Required work
The output should be identical to the entries that follow.

Study material
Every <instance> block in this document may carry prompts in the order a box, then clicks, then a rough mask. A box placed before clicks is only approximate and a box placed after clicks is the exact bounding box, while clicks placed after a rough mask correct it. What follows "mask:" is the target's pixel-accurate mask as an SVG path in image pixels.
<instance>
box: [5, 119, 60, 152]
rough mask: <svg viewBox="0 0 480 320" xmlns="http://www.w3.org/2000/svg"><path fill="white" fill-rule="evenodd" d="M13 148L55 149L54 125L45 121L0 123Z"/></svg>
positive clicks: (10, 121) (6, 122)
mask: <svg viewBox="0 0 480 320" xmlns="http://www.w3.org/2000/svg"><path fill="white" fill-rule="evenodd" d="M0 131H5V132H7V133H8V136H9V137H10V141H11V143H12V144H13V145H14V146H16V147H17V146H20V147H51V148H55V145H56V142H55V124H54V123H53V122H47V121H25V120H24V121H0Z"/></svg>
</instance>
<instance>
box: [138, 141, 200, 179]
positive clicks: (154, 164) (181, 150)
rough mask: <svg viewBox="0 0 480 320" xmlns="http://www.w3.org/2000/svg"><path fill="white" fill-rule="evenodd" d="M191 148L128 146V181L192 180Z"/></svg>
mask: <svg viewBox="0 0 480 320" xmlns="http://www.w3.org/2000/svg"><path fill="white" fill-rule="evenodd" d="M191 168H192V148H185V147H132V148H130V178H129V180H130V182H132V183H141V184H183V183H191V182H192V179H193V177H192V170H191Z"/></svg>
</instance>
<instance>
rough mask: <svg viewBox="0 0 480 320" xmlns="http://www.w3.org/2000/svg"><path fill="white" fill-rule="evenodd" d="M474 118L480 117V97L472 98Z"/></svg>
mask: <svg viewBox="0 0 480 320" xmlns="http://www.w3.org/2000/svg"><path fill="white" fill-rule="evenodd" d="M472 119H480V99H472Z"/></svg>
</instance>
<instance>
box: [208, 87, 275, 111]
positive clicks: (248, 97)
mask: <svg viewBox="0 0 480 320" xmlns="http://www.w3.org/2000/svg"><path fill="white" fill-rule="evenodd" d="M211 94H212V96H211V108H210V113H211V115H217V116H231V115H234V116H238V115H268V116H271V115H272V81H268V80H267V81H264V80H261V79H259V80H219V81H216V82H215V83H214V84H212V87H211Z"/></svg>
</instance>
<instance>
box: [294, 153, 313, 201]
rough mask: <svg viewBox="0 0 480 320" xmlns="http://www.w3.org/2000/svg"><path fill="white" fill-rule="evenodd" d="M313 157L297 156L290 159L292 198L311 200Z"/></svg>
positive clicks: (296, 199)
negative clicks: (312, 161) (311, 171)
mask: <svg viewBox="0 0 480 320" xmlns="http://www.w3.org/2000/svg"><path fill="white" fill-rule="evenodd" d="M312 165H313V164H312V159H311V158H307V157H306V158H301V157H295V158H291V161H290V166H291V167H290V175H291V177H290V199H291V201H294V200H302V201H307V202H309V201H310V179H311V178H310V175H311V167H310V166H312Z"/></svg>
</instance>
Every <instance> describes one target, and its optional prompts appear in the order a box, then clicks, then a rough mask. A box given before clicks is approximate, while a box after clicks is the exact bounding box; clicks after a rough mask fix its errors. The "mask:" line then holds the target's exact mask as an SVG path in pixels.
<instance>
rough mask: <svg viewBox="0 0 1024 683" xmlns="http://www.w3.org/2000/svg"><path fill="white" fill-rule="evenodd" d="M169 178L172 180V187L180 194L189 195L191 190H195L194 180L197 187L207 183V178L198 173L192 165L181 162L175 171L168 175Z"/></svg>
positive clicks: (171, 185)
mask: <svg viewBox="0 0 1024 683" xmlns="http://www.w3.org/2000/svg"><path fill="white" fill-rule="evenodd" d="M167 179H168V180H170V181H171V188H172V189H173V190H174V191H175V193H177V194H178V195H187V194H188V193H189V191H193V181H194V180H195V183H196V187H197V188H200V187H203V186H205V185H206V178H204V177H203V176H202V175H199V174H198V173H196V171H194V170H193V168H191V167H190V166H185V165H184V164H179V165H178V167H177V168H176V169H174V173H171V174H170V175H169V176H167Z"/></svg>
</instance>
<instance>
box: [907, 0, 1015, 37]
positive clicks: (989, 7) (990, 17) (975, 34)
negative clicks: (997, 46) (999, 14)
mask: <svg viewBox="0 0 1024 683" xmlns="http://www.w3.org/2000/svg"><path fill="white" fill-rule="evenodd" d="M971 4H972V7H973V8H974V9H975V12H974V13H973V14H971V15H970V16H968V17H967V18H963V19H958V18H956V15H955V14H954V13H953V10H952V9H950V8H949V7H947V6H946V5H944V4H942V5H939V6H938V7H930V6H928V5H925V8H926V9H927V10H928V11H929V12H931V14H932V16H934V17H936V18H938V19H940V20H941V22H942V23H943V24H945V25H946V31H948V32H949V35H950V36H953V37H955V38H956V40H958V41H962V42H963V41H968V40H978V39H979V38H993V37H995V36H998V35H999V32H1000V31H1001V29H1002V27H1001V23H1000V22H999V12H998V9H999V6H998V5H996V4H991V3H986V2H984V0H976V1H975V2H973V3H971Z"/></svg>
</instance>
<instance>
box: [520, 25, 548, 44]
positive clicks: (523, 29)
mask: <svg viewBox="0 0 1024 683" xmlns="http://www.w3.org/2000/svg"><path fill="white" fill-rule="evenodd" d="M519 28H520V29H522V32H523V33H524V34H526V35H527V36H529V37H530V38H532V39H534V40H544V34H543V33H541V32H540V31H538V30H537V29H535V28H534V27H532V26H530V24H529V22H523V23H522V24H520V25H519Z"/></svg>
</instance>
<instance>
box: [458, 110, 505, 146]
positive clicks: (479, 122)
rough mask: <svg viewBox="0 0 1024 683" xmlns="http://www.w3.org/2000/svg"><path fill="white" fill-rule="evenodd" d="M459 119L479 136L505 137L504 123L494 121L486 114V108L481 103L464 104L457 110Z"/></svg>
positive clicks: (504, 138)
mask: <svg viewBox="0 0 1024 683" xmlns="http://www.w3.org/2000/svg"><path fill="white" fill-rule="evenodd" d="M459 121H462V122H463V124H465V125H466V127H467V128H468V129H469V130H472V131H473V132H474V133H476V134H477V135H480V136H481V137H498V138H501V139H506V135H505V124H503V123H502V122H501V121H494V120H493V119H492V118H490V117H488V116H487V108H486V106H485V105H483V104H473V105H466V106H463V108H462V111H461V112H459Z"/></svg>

Response to this exercise
Every <instance> block in this document may carry prompts in the order a box, then clicks, then a rough mask. A box placed before clicks is only approximate and a box placed after clicks is the exact bounding box, while clicks placed after a rough mask correct it. What follows "mask:" is the target's pixel-accurate mask as an SVG path in image pixels.
<instance>
box: [5, 119, 60, 152]
rough mask: <svg viewBox="0 0 480 320" xmlns="http://www.w3.org/2000/svg"><path fill="white" fill-rule="evenodd" d="M13 148L55 149L54 125L45 121L0 123Z"/></svg>
positive clicks: (10, 121) (6, 122)
mask: <svg viewBox="0 0 480 320" xmlns="http://www.w3.org/2000/svg"><path fill="white" fill-rule="evenodd" d="M0 131H5V132H7V133H8V136H9V137H10V141H11V143H12V144H13V145H14V146H16V147H17V146H20V147H51V148H55V145H56V142H55V124H54V123H53V122H47V121H25V120H24V121H0Z"/></svg>
</instance>
<instance>
box: [138, 141, 200, 179]
positive clicks: (154, 164) (181, 150)
rough mask: <svg viewBox="0 0 480 320" xmlns="http://www.w3.org/2000/svg"><path fill="white" fill-rule="evenodd" d="M191 148L128 146V181L192 180Z"/></svg>
mask: <svg viewBox="0 0 480 320" xmlns="http://www.w3.org/2000/svg"><path fill="white" fill-rule="evenodd" d="M191 168H192V148H185V147H132V148H130V178H129V180H130V182H132V183H141V184H183V183H191V182H192V179H193V177H192V170H191Z"/></svg>
</instance>
<instance>
rough mask: <svg viewBox="0 0 480 320" xmlns="http://www.w3.org/2000/svg"><path fill="white" fill-rule="evenodd" d="M474 118L480 117V97L472 98Z"/></svg>
mask: <svg viewBox="0 0 480 320" xmlns="http://www.w3.org/2000/svg"><path fill="white" fill-rule="evenodd" d="M472 119H480V99H472Z"/></svg>
</instance>
<instance>
box: [208, 87, 275, 111]
positive clicks: (248, 97)
mask: <svg viewBox="0 0 480 320" xmlns="http://www.w3.org/2000/svg"><path fill="white" fill-rule="evenodd" d="M211 94H212V96H211V108H210V113H211V115H217V116H231V115H234V116H238V115H268V116H271V115H272V81H268V80H267V81H264V80H261V79H259V80H219V81H216V82H215V83H214V84H212V87H211Z"/></svg>
</instance>
<instance>
box: [294, 153, 313, 201]
rough mask: <svg viewBox="0 0 480 320" xmlns="http://www.w3.org/2000/svg"><path fill="white" fill-rule="evenodd" d="M313 157L297 156L290 159L292 198L311 200Z"/></svg>
positive clicks: (296, 199)
negative clicks: (312, 161) (311, 171)
mask: <svg viewBox="0 0 480 320" xmlns="http://www.w3.org/2000/svg"><path fill="white" fill-rule="evenodd" d="M312 165H313V164H312V159H311V158H307V157H306V158H301V157H295V158H291V161H290V166H291V167H290V175H291V177H290V199H291V201H294V200H302V201H307V202H309V201H310V179H311V178H310V175H311V167H310V166H312Z"/></svg>
</instance>
Every <instance> describes one target, and its optional prompts appear in the order a box, then clicks, then a rough mask. A box given before clicks is approximate, while a box after clicks is the exact bounding box; clicks after a rough mask fix its errors. The "mask:" line then holds the target's exact mask as an SVG path in pixels.
<instance>
rough mask: <svg viewBox="0 0 1024 683" xmlns="http://www.w3.org/2000/svg"><path fill="white" fill-rule="evenodd" d="M169 178L172 180V187L180 194L189 195L191 190H195L194 180L197 187L207 183V178L198 173L192 165L181 162L175 171L168 175Z"/></svg>
positive clicks: (171, 185)
mask: <svg viewBox="0 0 1024 683" xmlns="http://www.w3.org/2000/svg"><path fill="white" fill-rule="evenodd" d="M167 179H168V180H170V181H171V188H172V189H173V190H174V191H175V193H177V194H178V195H187V194H188V193H189V191H193V181H194V180H195V183H196V187H197V188H200V187H203V186H205V185H206V178H204V177H203V176H202V175H199V174H198V173H196V171H194V170H193V168H191V167H190V166H185V165H184V164H179V165H178V167H177V168H176V169H174V173H171V174H170V175H169V176H167Z"/></svg>
</instance>
<instance>
box: [907, 0, 1015, 37]
positive clicks: (989, 7) (990, 17) (975, 34)
negative clicks: (997, 46) (999, 14)
mask: <svg viewBox="0 0 1024 683" xmlns="http://www.w3.org/2000/svg"><path fill="white" fill-rule="evenodd" d="M971 4H972V7H973V8H974V9H975V12H974V13H973V14H971V15H970V16H968V17H967V18H963V19H958V18H956V15H955V14H954V13H953V10H952V9H950V8H949V7H947V6H946V5H944V4H942V5H939V6H938V7H930V6H928V5H925V8H926V9H927V10H928V11H929V12H931V14H932V16H934V17H936V18H938V19H940V20H941V22H942V23H943V24H945V25H946V31H948V32H949V35H950V36H953V37H955V38H956V40H958V41H962V42H963V41H968V40H978V39H979V38H993V37H995V36H998V35H999V32H1000V31H1001V29H1002V27H1001V23H1000V22H999V12H998V9H999V6H998V5H996V4H991V3H986V2H984V0H976V1H975V2H973V3H971Z"/></svg>
</instance>
<instance>
box: [520, 25, 548, 44]
positive clicks: (523, 29)
mask: <svg viewBox="0 0 1024 683" xmlns="http://www.w3.org/2000/svg"><path fill="white" fill-rule="evenodd" d="M519 28H520V29H522V32H523V33H524V34H526V35H527V36H529V37H530V38H532V39H534V40H544V34H543V33H541V32H540V31H538V30H537V29H535V28H534V27H532V26H530V24H529V22H523V23H522V24H520V25H519Z"/></svg>
</instance>
<instance>
box: [458, 110, 505, 146]
positive clicks: (479, 122)
rough mask: <svg viewBox="0 0 1024 683" xmlns="http://www.w3.org/2000/svg"><path fill="white" fill-rule="evenodd" d="M459 119L479 136L505 137L504 123L494 121L486 114V108L481 103L464 104L457 110Z"/></svg>
positive clicks: (504, 138)
mask: <svg viewBox="0 0 1024 683" xmlns="http://www.w3.org/2000/svg"><path fill="white" fill-rule="evenodd" d="M459 121H462V122H463V124H465V125H466V127H467V128H468V129H469V130H472V131H473V132H474V133H476V134H477V135H480V136H481V137H498V138H501V139H506V135H505V124H503V123H502V122H501V121H494V120H493V119H492V118H490V117H488V116H487V108H486V106H485V105H483V104H473V105H466V106H463V108H462V111H461V112H459Z"/></svg>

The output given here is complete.